* **Passage**:

+ + + +

Book review written by Paul Conium
Cornerstones by Benedict Macdonald
You’d be forgiven for thinking that there is no good news anymore. The last few years have felt like an onslaught of the senses; such rampant use of the word unprecedented is, well, unprecedented. In matters of the environment specifically – focus of so much media attention and political rhetoric in recent months – it can be difficult to maintain hope.
Hope though, is something we all need. As Martin Luther King Jr said: “We must accept finite disappointment, but never lose infinite hope.” Benedict MacDonald’s book, Cornerstones, is an eminently hopeful book. Refraining from debate about tipping points or engaging in finger-wagging blame, the book is a celebration of the diversity of animal species the British Isles once held – and could hold once more.
Cornerstones is a paean to a time when Britain, with its lush green meadows, boggy swamps and ethereal forests draped in mist, housed an array of majestic animals many today would struggle to identify as native. Eagle owls, anyone? MacDonald paints a picture of a time when elephant, elk, bison, eagle and lynx would have enjoyed bountiful hunting courtesy of a self-regulating food chain. You are invited to drink in this picture and lament our current status as one of the most diversity poor areas in all of Europe.
The book is divided, simply enough, into chapters on specific species: boar, birds of prey, beavers, whales, bees, cattle and horses, trees, lynx and wolves and, finally, humans. Although each chapter is, in effect, a mini essay, rather than talking about a species in isolation, MacDonald weaves in intricate detail around each animal’s food chain, their natural predators and how interference in this natural order has a profound effect on its ability to survive.

+ + + +

* **Information shown**:
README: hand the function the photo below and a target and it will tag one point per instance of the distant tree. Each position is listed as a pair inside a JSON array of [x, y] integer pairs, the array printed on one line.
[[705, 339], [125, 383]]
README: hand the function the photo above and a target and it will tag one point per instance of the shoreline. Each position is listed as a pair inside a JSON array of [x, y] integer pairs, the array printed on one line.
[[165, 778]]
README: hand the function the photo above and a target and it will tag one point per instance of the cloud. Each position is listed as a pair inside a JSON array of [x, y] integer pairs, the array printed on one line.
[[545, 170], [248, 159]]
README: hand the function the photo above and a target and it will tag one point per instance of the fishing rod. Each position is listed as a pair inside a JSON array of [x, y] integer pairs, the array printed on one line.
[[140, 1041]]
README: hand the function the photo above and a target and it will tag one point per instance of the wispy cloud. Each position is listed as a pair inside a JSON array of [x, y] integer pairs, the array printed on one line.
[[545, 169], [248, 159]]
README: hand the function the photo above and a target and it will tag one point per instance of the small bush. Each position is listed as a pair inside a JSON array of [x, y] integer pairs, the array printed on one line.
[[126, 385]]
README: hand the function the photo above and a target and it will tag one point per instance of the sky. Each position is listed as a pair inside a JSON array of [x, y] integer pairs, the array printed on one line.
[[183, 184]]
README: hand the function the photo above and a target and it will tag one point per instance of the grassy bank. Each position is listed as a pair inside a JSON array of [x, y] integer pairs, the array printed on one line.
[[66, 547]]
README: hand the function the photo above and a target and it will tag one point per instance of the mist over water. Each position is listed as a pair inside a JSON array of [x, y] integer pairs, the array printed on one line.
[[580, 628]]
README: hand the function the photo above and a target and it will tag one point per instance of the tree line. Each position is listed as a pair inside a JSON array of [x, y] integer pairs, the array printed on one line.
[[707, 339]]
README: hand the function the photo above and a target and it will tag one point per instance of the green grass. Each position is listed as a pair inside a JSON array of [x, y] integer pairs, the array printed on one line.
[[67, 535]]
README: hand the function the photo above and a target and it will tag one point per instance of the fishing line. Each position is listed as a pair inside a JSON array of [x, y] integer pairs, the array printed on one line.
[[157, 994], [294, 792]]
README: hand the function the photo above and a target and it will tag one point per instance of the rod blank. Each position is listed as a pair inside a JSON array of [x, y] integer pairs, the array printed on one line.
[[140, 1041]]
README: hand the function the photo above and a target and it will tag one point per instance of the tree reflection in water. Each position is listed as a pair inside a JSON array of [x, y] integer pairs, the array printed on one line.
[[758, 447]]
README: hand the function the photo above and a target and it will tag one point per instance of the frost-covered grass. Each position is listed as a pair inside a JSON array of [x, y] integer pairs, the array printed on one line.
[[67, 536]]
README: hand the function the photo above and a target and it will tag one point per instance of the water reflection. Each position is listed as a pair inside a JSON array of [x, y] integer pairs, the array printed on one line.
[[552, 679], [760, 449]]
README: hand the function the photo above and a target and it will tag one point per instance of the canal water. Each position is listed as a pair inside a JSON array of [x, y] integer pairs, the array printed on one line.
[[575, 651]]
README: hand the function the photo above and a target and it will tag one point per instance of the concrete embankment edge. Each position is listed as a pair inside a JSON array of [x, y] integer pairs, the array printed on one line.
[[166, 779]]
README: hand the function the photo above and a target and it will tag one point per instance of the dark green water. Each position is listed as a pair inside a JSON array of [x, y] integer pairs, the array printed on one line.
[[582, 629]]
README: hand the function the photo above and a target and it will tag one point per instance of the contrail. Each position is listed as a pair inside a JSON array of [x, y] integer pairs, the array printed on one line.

+ + + +

* **Stated exercise**:
Can you reproduce the whole Cornerstones review word for word? These lines come from a different source than the Cornerstones review.

* **Reply**:
Book review written by Paul Conium
Cornerstones by Benedict Macdonald
You’d be forgiven for thinking that there is no good news anymore. The last few years have felt like an onslaught of the senses; such rampant use of the word unprecedented is, well, unprecedented. In matters of the environment specifically – focus of so much media attention and political rhetoric in recent months – it can be difficult to maintain hope.
Hope though, is something we all need. As Martin Luther King Jr said: “We must accept finite disappointment, but never lose infinite hope.” Benedict MacDonald’s book, Cornerstones, is an eminently hopeful book. Refraining from debate about tipping points or engaging in finger-wagging blame, the book is a celebration of the diversity of animal species the British Isles once held – and could hold once more.
Cornerstones is a paean to a time when Britain, with its lush green meadows, boggy swamps and ethereal forests draped in mist, housed an array of majestic animals many today would struggle to identify as native. Eagle owls, anyone? MacDonald paints a picture of a time when elephant, elk, bison, eagle and lynx would have enjoyed bountiful hunting courtesy of a self-regulating food chain. You are invited to drink in this picture and lament our current status as one of the most diversity poor areas in all of Europe.
The book is divided, simply enough, into chapters on specific species: boar, birds of prey, beavers, whales, bees, cattle and horses, trees, lynx and wolves and, finally, humans. Although each chapter is, in effect, a mini essay, rather than talking about a species in isolation, MacDonald weaves in intricate detail around each animal’s food chain, their natural predators and how interference in this natural order has a profound effect on its ability to survive.